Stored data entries
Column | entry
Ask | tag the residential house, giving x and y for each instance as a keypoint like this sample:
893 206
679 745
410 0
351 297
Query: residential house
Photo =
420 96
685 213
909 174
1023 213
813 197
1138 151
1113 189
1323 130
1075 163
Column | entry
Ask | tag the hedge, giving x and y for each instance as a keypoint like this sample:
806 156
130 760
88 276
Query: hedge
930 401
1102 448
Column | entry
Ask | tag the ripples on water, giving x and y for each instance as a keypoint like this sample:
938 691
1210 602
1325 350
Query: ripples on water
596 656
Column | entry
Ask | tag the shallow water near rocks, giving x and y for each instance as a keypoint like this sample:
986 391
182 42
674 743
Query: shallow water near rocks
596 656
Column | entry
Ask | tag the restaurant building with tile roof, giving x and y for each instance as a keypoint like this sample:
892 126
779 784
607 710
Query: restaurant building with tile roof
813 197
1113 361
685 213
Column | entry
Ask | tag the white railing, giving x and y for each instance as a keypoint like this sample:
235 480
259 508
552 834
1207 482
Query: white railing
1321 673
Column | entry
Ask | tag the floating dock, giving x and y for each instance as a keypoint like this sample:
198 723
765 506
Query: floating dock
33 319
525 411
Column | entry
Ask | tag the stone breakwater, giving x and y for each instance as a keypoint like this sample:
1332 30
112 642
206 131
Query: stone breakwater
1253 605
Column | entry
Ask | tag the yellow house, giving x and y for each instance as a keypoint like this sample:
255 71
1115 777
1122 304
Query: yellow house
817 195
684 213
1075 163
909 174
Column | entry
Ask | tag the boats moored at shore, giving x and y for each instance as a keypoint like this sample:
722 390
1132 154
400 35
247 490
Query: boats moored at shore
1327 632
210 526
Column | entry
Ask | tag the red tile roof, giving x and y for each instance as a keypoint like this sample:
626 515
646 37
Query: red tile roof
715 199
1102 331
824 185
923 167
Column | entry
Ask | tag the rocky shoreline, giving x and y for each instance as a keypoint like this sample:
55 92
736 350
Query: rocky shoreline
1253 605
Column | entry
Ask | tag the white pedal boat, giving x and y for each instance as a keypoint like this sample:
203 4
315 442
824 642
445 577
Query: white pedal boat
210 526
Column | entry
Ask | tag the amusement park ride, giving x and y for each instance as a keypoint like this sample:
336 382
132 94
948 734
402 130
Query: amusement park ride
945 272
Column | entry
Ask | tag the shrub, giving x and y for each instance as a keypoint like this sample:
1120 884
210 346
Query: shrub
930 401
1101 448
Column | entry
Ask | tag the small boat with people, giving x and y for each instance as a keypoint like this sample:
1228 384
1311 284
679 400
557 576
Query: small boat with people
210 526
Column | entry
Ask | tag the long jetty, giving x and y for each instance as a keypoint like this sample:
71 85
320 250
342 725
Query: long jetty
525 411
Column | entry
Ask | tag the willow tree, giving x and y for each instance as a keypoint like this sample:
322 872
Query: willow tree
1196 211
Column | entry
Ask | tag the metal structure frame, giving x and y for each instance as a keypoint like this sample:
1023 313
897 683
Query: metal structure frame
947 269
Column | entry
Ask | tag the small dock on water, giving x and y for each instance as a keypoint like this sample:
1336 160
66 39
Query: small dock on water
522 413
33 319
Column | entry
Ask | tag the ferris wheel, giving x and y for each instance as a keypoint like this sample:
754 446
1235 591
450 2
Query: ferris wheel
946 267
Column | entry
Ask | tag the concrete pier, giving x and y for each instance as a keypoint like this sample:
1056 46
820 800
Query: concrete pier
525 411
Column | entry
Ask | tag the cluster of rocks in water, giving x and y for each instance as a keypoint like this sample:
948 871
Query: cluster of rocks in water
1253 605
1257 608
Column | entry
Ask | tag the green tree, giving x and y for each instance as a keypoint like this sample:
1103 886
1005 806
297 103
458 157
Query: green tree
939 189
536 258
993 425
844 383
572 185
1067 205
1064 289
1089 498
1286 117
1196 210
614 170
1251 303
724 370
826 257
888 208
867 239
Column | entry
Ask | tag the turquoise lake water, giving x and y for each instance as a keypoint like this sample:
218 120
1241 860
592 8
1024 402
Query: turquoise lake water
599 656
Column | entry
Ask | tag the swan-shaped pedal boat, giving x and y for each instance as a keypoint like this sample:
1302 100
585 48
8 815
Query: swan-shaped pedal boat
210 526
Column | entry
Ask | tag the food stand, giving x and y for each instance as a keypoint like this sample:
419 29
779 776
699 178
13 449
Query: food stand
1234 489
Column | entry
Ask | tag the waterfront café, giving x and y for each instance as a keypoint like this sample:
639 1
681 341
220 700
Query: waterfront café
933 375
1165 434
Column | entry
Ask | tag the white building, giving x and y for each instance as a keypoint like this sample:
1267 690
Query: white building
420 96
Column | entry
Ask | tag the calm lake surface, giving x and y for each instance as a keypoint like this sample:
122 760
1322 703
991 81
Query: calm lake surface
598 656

_Action item_
Your answer should be the lines of the records that include the word "residential".

_Answer to this exercise_
Ask | tag the residential house, giving x and y for each instance as a keypoint like this sample:
Query: residential house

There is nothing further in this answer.